● Exercises to complete
1 - Translate this sentence from the blog post on adulthood milestones into Spanish: "As you age, your options become constrained and you're supposed to enjoy this forced focus of your energies."
2 - Copy out the stretch of the blog post on adulthood milestones from "I think it’s" through "the next generation.".

#### Excerpt to read ####

ยป The Game of Life is Not Linear
I just read this not-particularly-interesting New York Times article about “20-somethings” that do not act like “adults”. The article fights the timing but not the content of the incredibly old-fashioned five milestones in the transition to adulthood:
- completing school
- leaving home
- becoming financially independent
- marrying
- having a child
In Erik Erikson’s 8-stage model of psychosocial development, if you don’t figure out how to make a long-term romantic commitment by 34 and raise a child by 65, you are developmentally delayed, unable to ever move on to higher stages of development. As you age, your options become constrained and you’re supposed to enjoy this forced focus of your energies.
I think it’s not that “kids today” have inserted another stage, pushing back the timeline for developmental milestones, but rather that our society is dismantling the linear progression:
- School is not completed in a single sprint; the knowledge economy requires “life-long learning”.
- Dwellings with a maximum of two generations are only standard in the West. Many baby boomers are spending so much time caring for their parents that we have to come up with something more convenient for the next generation.

#### Entries ####

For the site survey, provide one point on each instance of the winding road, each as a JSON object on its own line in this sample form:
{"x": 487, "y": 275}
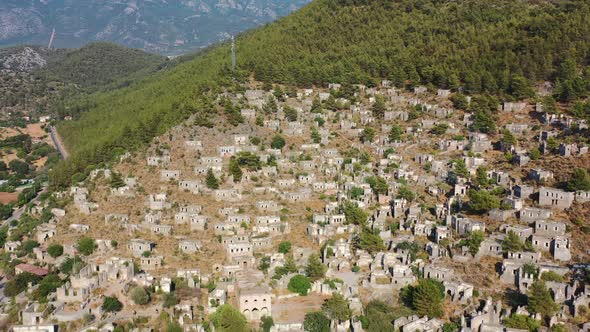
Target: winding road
{"x": 57, "y": 142}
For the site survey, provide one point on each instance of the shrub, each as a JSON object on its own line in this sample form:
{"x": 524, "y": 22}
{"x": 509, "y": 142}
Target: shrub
{"x": 111, "y": 304}
{"x": 140, "y": 296}
{"x": 86, "y": 246}
{"x": 299, "y": 284}
{"x": 55, "y": 250}
{"x": 284, "y": 247}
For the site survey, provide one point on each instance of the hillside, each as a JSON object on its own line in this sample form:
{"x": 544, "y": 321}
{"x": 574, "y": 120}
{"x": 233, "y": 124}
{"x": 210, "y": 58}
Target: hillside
{"x": 33, "y": 78}
{"x": 99, "y": 64}
{"x": 498, "y": 47}
{"x": 164, "y": 27}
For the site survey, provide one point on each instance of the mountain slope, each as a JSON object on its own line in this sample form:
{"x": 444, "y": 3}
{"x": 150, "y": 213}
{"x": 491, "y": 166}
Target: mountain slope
{"x": 159, "y": 26}
{"x": 99, "y": 64}
{"x": 32, "y": 77}
{"x": 498, "y": 47}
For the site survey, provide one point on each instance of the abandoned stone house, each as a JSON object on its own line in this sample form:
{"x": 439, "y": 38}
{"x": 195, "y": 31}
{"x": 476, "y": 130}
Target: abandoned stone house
{"x": 158, "y": 160}
{"x": 198, "y": 222}
{"x": 11, "y": 246}
{"x": 547, "y": 227}
{"x": 160, "y": 229}
{"x": 191, "y": 186}
{"x": 46, "y": 232}
{"x": 464, "y": 225}
{"x": 255, "y": 303}
{"x": 139, "y": 246}
{"x": 158, "y": 201}
{"x": 227, "y": 151}
{"x": 529, "y": 214}
{"x": 169, "y": 175}
{"x": 189, "y": 246}
{"x": 513, "y": 106}
{"x": 193, "y": 145}
{"x": 540, "y": 175}
{"x": 116, "y": 218}
{"x": 248, "y": 114}
{"x": 151, "y": 262}
{"x": 555, "y": 198}
{"x": 227, "y": 195}
{"x": 152, "y": 218}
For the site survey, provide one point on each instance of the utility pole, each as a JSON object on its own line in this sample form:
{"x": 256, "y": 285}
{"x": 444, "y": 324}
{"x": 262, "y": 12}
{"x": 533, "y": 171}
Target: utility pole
{"x": 233, "y": 53}
{"x": 51, "y": 39}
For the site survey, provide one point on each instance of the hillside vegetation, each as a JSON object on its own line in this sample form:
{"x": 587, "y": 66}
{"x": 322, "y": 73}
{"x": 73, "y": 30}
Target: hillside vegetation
{"x": 34, "y": 80}
{"x": 99, "y": 64}
{"x": 498, "y": 47}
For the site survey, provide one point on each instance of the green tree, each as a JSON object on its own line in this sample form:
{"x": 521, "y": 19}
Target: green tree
{"x": 285, "y": 247}
{"x": 379, "y": 107}
{"x": 290, "y": 113}
{"x": 140, "y": 296}
{"x": 380, "y": 316}
{"x": 86, "y": 246}
{"x": 439, "y": 129}
{"x": 540, "y": 300}
{"x": 552, "y": 276}
{"x": 368, "y": 135}
{"x": 512, "y": 243}
{"x": 315, "y": 136}
{"x": 19, "y": 283}
{"x": 481, "y": 177}
{"x": 395, "y": 133}
{"x": 316, "y": 322}
{"x": 234, "y": 170}
{"x": 535, "y": 154}
{"x": 270, "y": 106}
{"x": 406, "y": 193}
{"x": 459, "y": 101}
{"x": 116, "y": 180}
{"x": 481, "y": 201}
{"x": 474, "y": 241}
{"x": 111, "y": 304}
{"x": 427, "y": 298}
{"x": 508, "y": 138}
{"x": 228, "y": 319}
{"x": 368, "y": 240}
{"x": 266, "y": 323}
{"x": 169, "y": 300}
{"x": 299, "y": 284}
{"x": 460, "y": 168}
{"x": 211, "y": 181}
{"x": 522, "y": 322}
{"x": 315, "y": 269}
{"x": 278, "y": 142}
{"x": 520, "y": 88}
{"x": 336, "y": 308}
{"x": 55, "y": 250}
{"x": 378, "y": 184}
{"x": 580, "y": 180}
{"x": 354, "y": 214}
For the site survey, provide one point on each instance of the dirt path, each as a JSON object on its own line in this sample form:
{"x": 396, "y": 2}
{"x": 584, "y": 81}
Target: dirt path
{"x": 58, "y": 143}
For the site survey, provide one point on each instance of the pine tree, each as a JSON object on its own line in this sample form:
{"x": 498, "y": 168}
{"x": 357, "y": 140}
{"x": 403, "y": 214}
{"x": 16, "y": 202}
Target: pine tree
{"x": 315, "y": 269}
{"x": 235, "y": 170}
{"x": 540, "y": 300}
{"x": 428, "y": 297}
{"x": 379, "y": 108}
{"x": 211, "y": 181}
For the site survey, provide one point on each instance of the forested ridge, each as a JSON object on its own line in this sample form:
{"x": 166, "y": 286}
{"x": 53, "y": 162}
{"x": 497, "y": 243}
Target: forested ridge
{"x": 498, "y": 47}
{"x": 98, "y": 64}
{"x": 35, "y": 79}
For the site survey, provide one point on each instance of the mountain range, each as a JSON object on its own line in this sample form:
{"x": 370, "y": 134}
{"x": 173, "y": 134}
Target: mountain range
{"x": 168, "y": 27}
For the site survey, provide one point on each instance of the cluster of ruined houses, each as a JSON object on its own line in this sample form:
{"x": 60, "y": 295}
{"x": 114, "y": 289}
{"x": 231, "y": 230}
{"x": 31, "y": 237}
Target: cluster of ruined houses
{"x": 316, "y": 168}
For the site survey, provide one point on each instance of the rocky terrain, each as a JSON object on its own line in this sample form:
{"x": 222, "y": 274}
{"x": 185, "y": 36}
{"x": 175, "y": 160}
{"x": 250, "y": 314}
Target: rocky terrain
{"x": 156, "y": 26}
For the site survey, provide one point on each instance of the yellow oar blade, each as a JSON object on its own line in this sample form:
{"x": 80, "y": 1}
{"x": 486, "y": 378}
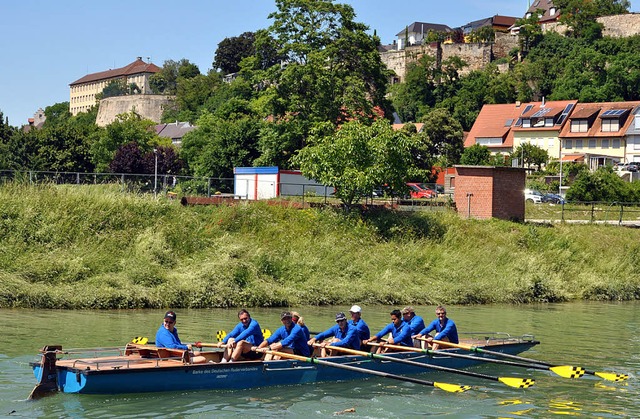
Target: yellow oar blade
{"x": 567, "y": 371}
{"x": 517, "y": 382}
{"x": 452, "y": 388}
{"x": 610, "y": 376}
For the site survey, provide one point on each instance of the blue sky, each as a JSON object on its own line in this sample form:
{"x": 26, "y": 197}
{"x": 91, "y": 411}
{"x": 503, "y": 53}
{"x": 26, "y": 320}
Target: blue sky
{"x": 46, "y": 45}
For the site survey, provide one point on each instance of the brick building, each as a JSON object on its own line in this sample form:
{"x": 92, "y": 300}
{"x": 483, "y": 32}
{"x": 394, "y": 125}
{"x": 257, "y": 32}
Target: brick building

####

● Response list
1 - A medida que envejeces, tus opciones se vuelven más limitadas y se supone que debes disfrutar de esta concentración forzada de tus energías.

2 -
I think it’s not that “kids today” have inserted another stage, pushing back the timeline for developmental milestones, but rather that our society is dismantling the linear progression:
- School is not completed in a single sprint; the knowledge economy requires “life-long learning”.
- Dwellings with a maximum of two generations are only standard in the West. Many baby boomers are spending so much time caring for their parents that we have to come up with something more convenient for the next generation.